* _Assignment_
Could you retype the records word for word but without any pictures?

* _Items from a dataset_
━━━━━━━━━━━━━━━━━━━━━━━━━━━━━━
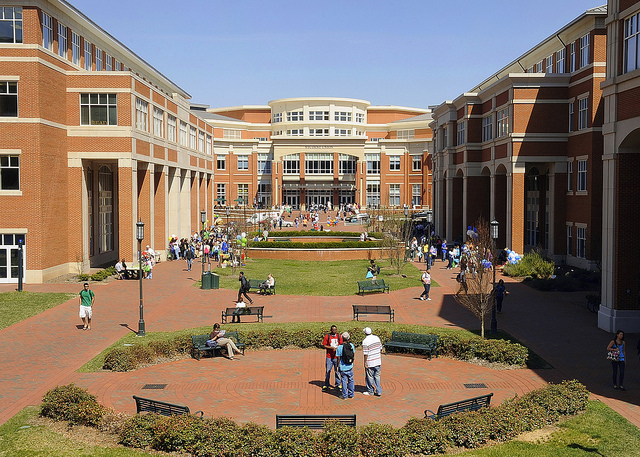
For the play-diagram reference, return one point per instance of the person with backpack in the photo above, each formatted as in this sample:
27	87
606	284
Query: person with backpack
346	354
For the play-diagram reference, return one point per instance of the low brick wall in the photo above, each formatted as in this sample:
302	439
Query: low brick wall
314	254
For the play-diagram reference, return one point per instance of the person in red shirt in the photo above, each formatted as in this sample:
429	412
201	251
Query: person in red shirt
330	342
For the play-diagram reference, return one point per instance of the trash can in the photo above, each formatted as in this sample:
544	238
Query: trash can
206	281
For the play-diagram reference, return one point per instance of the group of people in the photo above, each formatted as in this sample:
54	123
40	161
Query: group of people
340	358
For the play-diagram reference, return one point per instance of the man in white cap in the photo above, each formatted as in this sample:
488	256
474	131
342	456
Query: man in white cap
371	349
346	354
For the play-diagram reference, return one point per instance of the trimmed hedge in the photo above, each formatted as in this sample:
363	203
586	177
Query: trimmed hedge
449	344
221	436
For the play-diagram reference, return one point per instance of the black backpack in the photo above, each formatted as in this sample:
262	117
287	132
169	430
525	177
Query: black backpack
347	354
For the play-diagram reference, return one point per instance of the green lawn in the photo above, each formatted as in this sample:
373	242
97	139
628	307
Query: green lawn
295	277
18	306
599	431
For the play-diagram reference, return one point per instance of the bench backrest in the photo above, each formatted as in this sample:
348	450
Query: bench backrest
159	407
418	338
472	404
313	421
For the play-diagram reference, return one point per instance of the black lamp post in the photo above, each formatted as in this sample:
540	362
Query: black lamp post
494	236
140	237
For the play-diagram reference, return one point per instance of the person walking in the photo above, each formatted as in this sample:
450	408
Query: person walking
331	342
426	282
617	345
87	299
346	354
372	349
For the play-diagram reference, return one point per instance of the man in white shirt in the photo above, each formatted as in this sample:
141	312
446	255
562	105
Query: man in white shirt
372	349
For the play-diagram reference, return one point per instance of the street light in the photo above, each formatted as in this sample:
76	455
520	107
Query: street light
494	236
140	237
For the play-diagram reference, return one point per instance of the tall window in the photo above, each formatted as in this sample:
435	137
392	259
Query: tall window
583	113
11	24
560	56
47	32
581	245
462	127
8	99
171	128
142	115
502	122
243	162
98	109
416	194
291	164
158	122
87	56
631	43
487	128
584	51
582	175
9	172
62	40
394	194
75	48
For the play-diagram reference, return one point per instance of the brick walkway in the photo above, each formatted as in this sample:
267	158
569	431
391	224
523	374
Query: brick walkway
557	326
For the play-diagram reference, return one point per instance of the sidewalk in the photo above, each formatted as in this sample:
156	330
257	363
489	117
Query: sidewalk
264	383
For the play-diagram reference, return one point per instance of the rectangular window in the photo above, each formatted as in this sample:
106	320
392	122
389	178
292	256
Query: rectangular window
583	113
158	122
416	194
11	24
47	32
487	128
581	245
462	127
318	164
142	115
394	194
98	59
9	172
87	56
631	43
8	99
243	162
295	116
584	51
318	115
571	116
98	109
582	175
291	164
75	48
560	56
347	164
62	40
416	163
502	123
264	164
171	128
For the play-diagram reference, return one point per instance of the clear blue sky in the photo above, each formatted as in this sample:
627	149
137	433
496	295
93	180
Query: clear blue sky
410	53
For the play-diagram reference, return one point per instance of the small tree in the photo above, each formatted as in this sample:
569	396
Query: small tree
479	262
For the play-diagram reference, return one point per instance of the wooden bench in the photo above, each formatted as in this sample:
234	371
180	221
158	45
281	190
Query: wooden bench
417	341
247	311
199	344
314	421
372	285
472	404
372	309
146	405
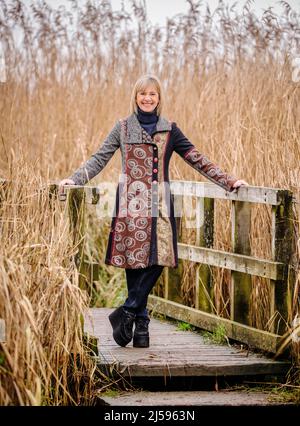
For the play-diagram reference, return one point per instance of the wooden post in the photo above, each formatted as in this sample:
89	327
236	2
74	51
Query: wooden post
204	238
282	244
240	282
76	211
173	276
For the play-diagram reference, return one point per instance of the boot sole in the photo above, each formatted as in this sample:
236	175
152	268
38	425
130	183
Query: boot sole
113	319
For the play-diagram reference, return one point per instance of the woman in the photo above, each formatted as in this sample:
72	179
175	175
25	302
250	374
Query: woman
143	233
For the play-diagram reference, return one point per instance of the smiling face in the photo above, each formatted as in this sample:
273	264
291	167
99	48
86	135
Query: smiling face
148	98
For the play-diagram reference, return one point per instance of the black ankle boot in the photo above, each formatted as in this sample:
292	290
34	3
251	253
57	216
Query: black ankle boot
141	333
122	324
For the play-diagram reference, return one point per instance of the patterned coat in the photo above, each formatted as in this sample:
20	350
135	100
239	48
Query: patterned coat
143	229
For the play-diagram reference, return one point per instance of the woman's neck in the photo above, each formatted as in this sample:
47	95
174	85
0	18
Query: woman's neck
147	117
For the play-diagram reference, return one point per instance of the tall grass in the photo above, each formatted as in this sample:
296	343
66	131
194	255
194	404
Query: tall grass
228	82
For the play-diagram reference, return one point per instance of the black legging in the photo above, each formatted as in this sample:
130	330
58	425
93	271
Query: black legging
139	284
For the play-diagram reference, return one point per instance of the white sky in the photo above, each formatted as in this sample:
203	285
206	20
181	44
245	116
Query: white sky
158	10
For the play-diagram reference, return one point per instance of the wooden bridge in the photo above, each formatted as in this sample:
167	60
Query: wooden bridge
179	353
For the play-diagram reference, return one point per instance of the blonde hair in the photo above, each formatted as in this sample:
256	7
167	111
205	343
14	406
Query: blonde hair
141	84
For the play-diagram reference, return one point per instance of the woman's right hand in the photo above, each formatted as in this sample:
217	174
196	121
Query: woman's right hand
64	182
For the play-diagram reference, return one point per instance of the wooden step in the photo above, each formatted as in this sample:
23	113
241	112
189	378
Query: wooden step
173	352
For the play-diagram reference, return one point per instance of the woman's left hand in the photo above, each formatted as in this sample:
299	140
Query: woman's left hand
239	183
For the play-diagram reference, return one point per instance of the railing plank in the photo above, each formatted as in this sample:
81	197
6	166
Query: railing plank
252	194
204	238
2	330
240	293
236	262
282	244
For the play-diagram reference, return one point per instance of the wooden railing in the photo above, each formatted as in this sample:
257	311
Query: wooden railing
239	261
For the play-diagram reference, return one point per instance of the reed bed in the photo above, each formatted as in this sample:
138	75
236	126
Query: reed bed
230	85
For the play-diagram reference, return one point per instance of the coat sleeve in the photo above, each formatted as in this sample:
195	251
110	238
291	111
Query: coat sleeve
99	159
200	162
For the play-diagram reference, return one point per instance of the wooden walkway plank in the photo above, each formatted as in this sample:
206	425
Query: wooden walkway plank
195	398
173	352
━━━━━━━━━━━━━━━━━━━━━━━━━━━━━━
* _Answer to this task_
For the play-diagram reference, return one point per instance of the person with backpack in the photo above, each formatted as in this sample:
27	87
606	284
Query: person with backpack
346	354
For the play-diagram reference, return one point per instance of the low brick wall in the photo above, each formatted as in this sample:
302	439
Query: low brick wall
314	254
For the play-diagram reference, return one point per instance of the person in red shirt in the photo above, each formatted as in this sample:
429	412
201	251
Query: person in red shirt
330	342
For the play-diagram reference, return one point per instance of the trash can in the photo above, each formatted as in this sample:
544	238
Query: trash can
206	281
For the play-diagram reference, return one point per instance of the group of people in the photo above, each formatted as in this sample:
54	123
40	161
Query: group of people
340	358
For the play-diagram reference, return one point per instance of the man in white cap in the photo above, each formatted as in this sample:
488	256
474	131
342	456
Query: man in white cap
371	349
346	354
For the play-diagram reference, return one point per instance of the trimmed hedge in the photo above, each formatted as in this sample:
363	203
586	177
Query: trimmed hedge
449	344
221	436
For the play-diagram reference, return one point per instance of the black backpack in the photo above, each formatted as in this sample:
262	117
287	132
169	430
525	177
Query: black backpack
347	354
For the play-diagram reference, return one point per instance of the green lawn in the photo above, each formatted as in this sample:
373	242
97	139
628	307
Query: green lawn
295	277
18	306
599	431
For the play-diagram reference, return one point per instance of the bench backrest in the photo above, each formatted as in this sample:
348	450
Query: bench backrest
159	407
418	338
472	404
313	421
For the play-diagram reference, return one point per instance of the black lamp post in the photo above, each formatted as in this sample:
540	362
Query: black lamp post
494	236
140	237
For the play-diagram reference, return one point per instance of the person walking in the photo above, each formatted as in this sample:
450	408
Query: person walking
331	342
426	282
617	345
87	299
346	354
372	349
For the play-diagram reference, return one point per instance of the man in white shirt in the photo above, each formatted as in this sample:
141	312
446	255
562	105
Query: man in white shirt
372	349
For the play-diagram reference, return one point per instance of the street light in the photo above, each formatted as in this sample:
76	455
520	107
Query: street light
494	236
140	237
For the play-diagram reference, return one point per instance of the tall window in the photo above, each formatted as in this sample:
435	137
392	259
Query: tall window
583	113
11	24
560	56
47	32
581	245
462	127
8	99
171	128
142	115
502	122
243	162
98	109
416	194
291	164
158	122
87	56
631	43
487	128
584	51
582	175
9	172
62	40
394	194
75	48
For the play-diagram reference, return one point per instance of the brick walkway in the photo above, each formatted as in this sample:
267	158
569	431
391	224
523	374
Query: brick walkway
557	326
For the play-diagram reference, return one point per instance of the sidewalk in the photo above, each formatted as in this sample:
156	330
257	363
489	117
Query: sidewalk
264	383
For the play-diagram reference, return one point per instance of the rectangular window in the photo above, each formatted as in this sample:
106	320
392	122
389	178
292	256
Query: rectangular window
583	113
158	122
416	194
11	24
47	32
487	128
581	245
462	127
318	164
142	115
394	194
98	59
9	172
87	56
631	43
8	99
243	162
295	116
584	51
318	115
571	116
98	109
582	175
291	164
75	48
560	56
347	164
62	40
416	163
502	123
264	164
171	128
For the play-diagram reference, return one point per instance of the clear blue sky in the photo above, each formatted as in this sample:
627	149
137	433
496	295
93	180
Query: clear blue sky
410	53
For the play-diagram reference, return one point per instance of the small tree in the photo above, each formatted as in this sample:
569	396
Query: small tree
479	262
For the play-diagram reference, return one point per instance of the wooden bench in the photo above, each formatted as in this sample:
234	371
180	221
158	45
281	190
Query: wooden bench
417	341
247	311
199	344
314	421
372	285
472	404
372	309
146	405
For the play-diagram reference, return one point per instance of the wooden post in the photo above, each formatted as in this sample:
89	327
236	2
74	51
Query: wooden post
204	238
282	244
240	282
76	211
173	276
For the play-diagram reference, return one point per instance of the boot sole in the photo above, each formatted as in this sample:
236	175
152	268
38	425
130	183
Query: boot sole
113	319
For the play-diagram reference, return one point per instance of the woman in the photo above, each formatted as in this sample:
72	179
175	175
25	302
250	374
Query: woman
143	233
For the play-diagram reference, return one point per instance of the smiling face in the photo above, each formatted as in this sample:
273	264
291	167
99	48
86	135
Query: smiling face
148	98
For the play-diagram reference, return one point per instance of the black ankle boot in the photo above, each formatted as in this sample:
292	290
34	3
251	253
57	216
Query: black ankle boot
141	333
122	324
For the play-diagram reference, return one point per instance of the patterned coat in the photo above, each formatted as in this sample:
20	350
135	100
239	48
Query: patterned coat
143	229
For the play-diagram reference, return one point per instance of the woman's neck in the photo above, each formatted as in this sample:
47	95
174	85
0	18
Query: woman's neck
147	117
For the play-diagram reference, return one point per instance of the tall grass in the photo above, each formatted as in this sample:
296	343
66	131
194	255
194	404
Query: tall grass
228	82
For the play-diagram reference, return one point per instance of the black legging in the photo above, each formatted as in this sample:
130	330
58	425
93	271
Query: black legging
139	284
For the play-diagram reference, return one point per instance of the white sky in the photo above, each formatted as in this sample:
203	285
206	20
181	44
245	116
Query: white sky
158	10
For the play-diagram reference, return one point per instance of the wooden bridge in the photo above, each formatted as in this sample:
167	60
Query: wooden bridge
179	353
For the play-diagram reference, return one point per instance of the blonde hair in the photo above, each formatted as in this sample:
256	7
167	111
205	343
14	406
Query: blonde hair
141	84
For the play-diagram reference, return one point per instance of the woman's right hand in the photo above, each formatted as in this sample:
217	174
196	121
Query: woman's right hand
64	182
For the play-diagram reference, return one point per instance of the wooden step in the photo above, each formatted as in this sample:
23	113
241	112
189	378
Query: wooden step
173	352
For the play-diagram reference, return one point per instance of the woman's left hand in the photo above, each formatted as in this sample:
299	140
Query: woman's left hand
239	183
For the play-diagram reference, return one point per instance of the railing plank in the photo above, each formatted as in this sample:
81	197
6	166
Query: railing plank
252	194
204	238
2	330
240	293
236	262
282	244
For the play-diagram reference, return one point per instance of the wooden railing in the photo above, each formatted as in this sample:
257	311
Query: wooden railing
239	261
For the play-diagram reference, return one point per instance of the reed bed in the photo above, each formatted as in this sample:
138	75
236	126
Query: reed bed
230	85
For the play-diagram reference, return one point per instance of the coat sleeve in the photo above, each formatted as in this sample:
195	251
110	238
291	111
Query: coat sleeve
99	159
200	162
For the play-diagram reference, return one point per instance of the wooden walkway plank in the photo above, each formatted as in this sample:
206	425
Query: wooden walkway plank
195	398
173	352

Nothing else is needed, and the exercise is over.